▶ _ARBEITSAUFTRAG 1_:
Beantworte zum Auszug über das Landleben folgende Fragen:
(a) In welcher Gegend liegt das Dorf, in das die Autorin vor 18 Jahren zog?
(b) Wie viele Einwohner hat dieses Dorf laut Auszug?
(c) Wen bezeichnet der Auszug als die schlimmsten Verleumder des Landlebens?
▶ _ARBEITSAUFTRAG 2_: Führe den Auszug über das Landleben im Anschluss an seinen letzten Satz weiter.
──────── AUSGEWÄHLTER AUSZUG
Anders als das homogene Stadtleben
Wir alle brauchen offenbar die Farben, Düfte und stillen Verheißungen des Landlebens als Gegengewicht zu piepsenden Handys und U-Bahnen voller Menschen, denen das Unglück des Lebens im Kapitalismus ins Gesicht geschrieben steht. Aber wir werden das Glück des Landlebens nicht wirklich ausschöpfen können, wenn wir es vornehmlich antipodisch zu dem Leben in der Stadt denken, warnt die Autorin Hilal Sezgin, die vor 18 Jahren aufs Land zog.
Die schlimmsten Verleumder des Landlebens sind die Hochglanzmagazine, die die Freuden des Landlebens besingen. Da liegen Bündel getrockneten Lavendels und stehen Fläschchen selbst gekochten Holunderbeersafts auf dem Tischchen mit dem Vintage-Leinen, und der Rechen, mit dem buntes Laub geharkt wurde, lehnt an der Wand. Von der Arbeit selbst, vom Ringen mit dem Material, sieht man da nichts, und natürlich strahlt immer die Sonne. Die Küche, in der eben noch die Holunderbeeren durch die Flotte Lotte gekurbelt wurden, ist bar aller roten Spritzer, und sogar das viel fotografierte Paar Gummistiefel frei von Matsch.
Es sind solche Klischees, um derer willen viele Städter das Land aufsuchen; sie – wir alle! – brauchen offenbar die Farben, Düfte und stillen Verheißungen des Landlebens als Gegengewicht zu piepsenden Handys, künstlich unintelligenter Software und U-Bahnen voller Menschen, denen das Unglück des Lebens im Kapitalismus ins Gesicht geschrieben steht.
Aber wir werden das Glück des Landlebens nicht wirklich ausschöpfen können, wenn wir es vornehmlich antipodisch zu dem Leben in der Stadt denken – das war jedenfalls das Erste, was ich vor 18 Jahren lernte, als ich in dieses kleine Dorf in der Lüneburger Heide zog, nach ebenso vielen Jahren in der Stadt. Ich bemerkte, dass das Landleben zu viel Eigendynamik besitzt, um nur als Kulisse für ein besseres, beschaulicheres, viele würden sagen: achtsameres Leben zu dienen. Das gilt jedenfalls, wenn man nicht nur am Wochenende „hinaus“ fährt, um die Marmeladenrezepte der erwähnten Magazine auszuprobieren, sondern wirklich hauptsächlich auf dem Land lebt und im Dorfleben Wurzeln schlägt. Was die Menschen auf dem Land beziehungsweise in meinem 500-Seelen-Dorf angeht, erlebte ich die erste große Überraschung. Ich war gründlich mit dem Dogma des städtischen Lebens imprägniert, dass nur in der Stadt soziokulturelle Vielfalt, also auch die Toleranz gegenüber Minderheiten möglich oder jedenfalls an der Tagesordnung sei. Und es muss auch etwas dran sein an den vielen Berichten von Punks, queeren Menschen oder auf andere Weise nicht den Konventionen des Mainstreams entsprechend lebenden Leuten, die sich in ihrem Dorf ausgegrenzt fühlten und erst in der Stadt ein Biotop zum Aufblühen fanden. Ich kann aber ganz ehrlich sagen, dass mir als queerer muslimischer Frau, die noch dazu versucht, in dem Massentierhaltungsland Niedersachsen für eine tierfreie Ernährung zu werben, eine unfassbare Toleranz und sogar Herzlichkeit entgegengebracht wird.
────────────────
──────── BEREITGESTELLTES MATERIAL
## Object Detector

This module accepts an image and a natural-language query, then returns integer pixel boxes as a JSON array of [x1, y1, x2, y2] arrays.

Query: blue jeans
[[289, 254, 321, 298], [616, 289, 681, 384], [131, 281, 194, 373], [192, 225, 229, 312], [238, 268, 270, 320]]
────────────────
▶ _ERWARTETE ANTWORT 1_:
(a) In der Lüneburger Heide.
(b) Rund 500, es ist ein „500-Seelen-Dorf“.
(c) Die Hochglanzmagazine, die die Freuden des Landlebens besingen.

▶ _ERWARTETE ANTWORT 2_:
In meiner Heimatstadt Frankfurt am Main hatte ich mit schöner Regelmäßigkeit gerade von Menschen meines Milieus, also Journalist:innen und weiteren Kulturschaffenden, Sätze mit kaum verhohlener islamfeindlicher Konnotation vernommen. In meinem jetzigen Dorf habe ich in 18 Jahren einen einzigen islamfeindlichen Witz, eine einzige gegen Geflüchtete gerichtete Bemerkung gehört und nur eine Person kennengelernt, die bisweilen auf unangenehme Weise auf mein „Türkischsein“ anspielt. – Allein, dass ich diese Vorfälle noch erinnern und an einer Hand abzählen kann! Die meisten islamfeindlichen Kommentare begegnen mir in den sozialen Medien, auf den Facebookseiten meiner Berliner Kolleg:innen. Selbstverständlich kennen sie alle irgendwie einen „türkischen Gemüsehändler“ oder Friseur, aber diese oberflächlichen Kontakte scheinen einer echten sozio-kulturellen Durchmischung nicht zu helfen.
Tatsächlich ist mir die Homogenität auch meines eigenen früheren städtischen Lebens erst auf dem Dorf so richtig aufgefallen: Gewiss, in der Statistik sieht die städtische Bevölkerung sehr divers aus. Aber wenn man einlädt oder ausgeht, trifft man doch meist nur Menschen ungefähr des eigenen Alters, Bildungsstands und Einkommensgrads. Die allermeisten der zig hundertausend Mitbürger:innen weiß man zu ignorieren. Auf dem Dorf hingegen grüßt nicht nur jede jeden, sondern man lernt auch, mit ihnen zu kooperieren. Man leiht einander Gerätschaften, hilft einander aus der Patsche, plaudert mit ihnen auf Bürgersteigen und an Gartenhecken.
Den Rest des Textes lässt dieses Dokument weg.